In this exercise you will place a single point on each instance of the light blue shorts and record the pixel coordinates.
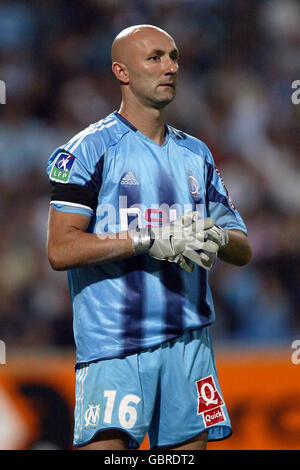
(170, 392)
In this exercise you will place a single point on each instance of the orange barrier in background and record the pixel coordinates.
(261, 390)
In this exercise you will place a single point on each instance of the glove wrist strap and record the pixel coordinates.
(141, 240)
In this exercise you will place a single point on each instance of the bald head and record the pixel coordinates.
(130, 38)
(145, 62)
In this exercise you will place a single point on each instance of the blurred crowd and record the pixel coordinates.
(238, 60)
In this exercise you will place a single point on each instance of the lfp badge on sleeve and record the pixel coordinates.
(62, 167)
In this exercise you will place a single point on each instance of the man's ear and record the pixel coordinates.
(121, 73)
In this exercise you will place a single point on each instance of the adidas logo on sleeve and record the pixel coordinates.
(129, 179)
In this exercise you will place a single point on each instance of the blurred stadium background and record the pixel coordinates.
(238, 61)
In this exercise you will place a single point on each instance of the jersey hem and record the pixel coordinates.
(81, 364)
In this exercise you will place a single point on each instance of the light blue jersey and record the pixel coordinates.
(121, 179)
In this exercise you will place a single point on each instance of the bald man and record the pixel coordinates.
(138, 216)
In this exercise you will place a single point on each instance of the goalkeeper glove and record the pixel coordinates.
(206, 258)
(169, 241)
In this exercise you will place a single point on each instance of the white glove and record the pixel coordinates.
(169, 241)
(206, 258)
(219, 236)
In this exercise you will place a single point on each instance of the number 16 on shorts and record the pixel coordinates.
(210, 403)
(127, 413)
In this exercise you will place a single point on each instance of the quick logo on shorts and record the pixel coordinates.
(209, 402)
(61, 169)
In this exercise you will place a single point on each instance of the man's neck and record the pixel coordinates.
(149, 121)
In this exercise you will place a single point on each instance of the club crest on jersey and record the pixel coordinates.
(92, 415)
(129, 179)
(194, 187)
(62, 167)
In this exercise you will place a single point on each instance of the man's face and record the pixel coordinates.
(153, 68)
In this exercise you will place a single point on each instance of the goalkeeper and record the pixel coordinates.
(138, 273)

====

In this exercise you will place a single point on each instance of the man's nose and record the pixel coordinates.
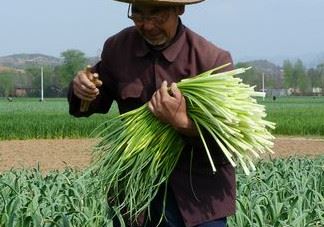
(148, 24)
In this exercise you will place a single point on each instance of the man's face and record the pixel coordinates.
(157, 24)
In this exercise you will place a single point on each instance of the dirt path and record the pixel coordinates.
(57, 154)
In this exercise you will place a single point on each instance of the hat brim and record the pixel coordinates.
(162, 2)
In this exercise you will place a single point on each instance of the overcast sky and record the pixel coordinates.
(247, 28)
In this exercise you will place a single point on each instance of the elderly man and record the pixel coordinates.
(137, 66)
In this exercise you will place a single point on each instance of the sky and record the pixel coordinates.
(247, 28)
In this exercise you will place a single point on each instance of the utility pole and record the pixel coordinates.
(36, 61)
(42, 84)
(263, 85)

====

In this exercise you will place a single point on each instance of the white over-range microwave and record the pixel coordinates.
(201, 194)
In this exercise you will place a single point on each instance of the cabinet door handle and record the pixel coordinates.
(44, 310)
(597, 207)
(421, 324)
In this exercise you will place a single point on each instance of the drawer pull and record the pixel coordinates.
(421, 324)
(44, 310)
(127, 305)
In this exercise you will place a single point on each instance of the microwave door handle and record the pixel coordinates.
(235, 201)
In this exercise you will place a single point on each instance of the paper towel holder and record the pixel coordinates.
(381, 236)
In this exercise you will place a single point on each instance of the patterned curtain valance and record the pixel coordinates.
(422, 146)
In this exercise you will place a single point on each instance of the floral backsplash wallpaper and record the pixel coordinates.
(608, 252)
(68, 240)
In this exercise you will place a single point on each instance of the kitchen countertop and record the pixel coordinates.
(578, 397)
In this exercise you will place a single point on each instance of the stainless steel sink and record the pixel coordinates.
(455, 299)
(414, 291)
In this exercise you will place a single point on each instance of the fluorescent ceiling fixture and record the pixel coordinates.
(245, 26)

====

◆ **Required task**: Show every line of the material that contains the word "background", treating uppercase and lowercase as different.

◆ **Written response**:
In this exercise you will place a single point on each instance of the orange barrier in background and record the pixel coordinates.
In this exercise you will place a single point on each instance of the blurred stadium background and record the pixel coordinates.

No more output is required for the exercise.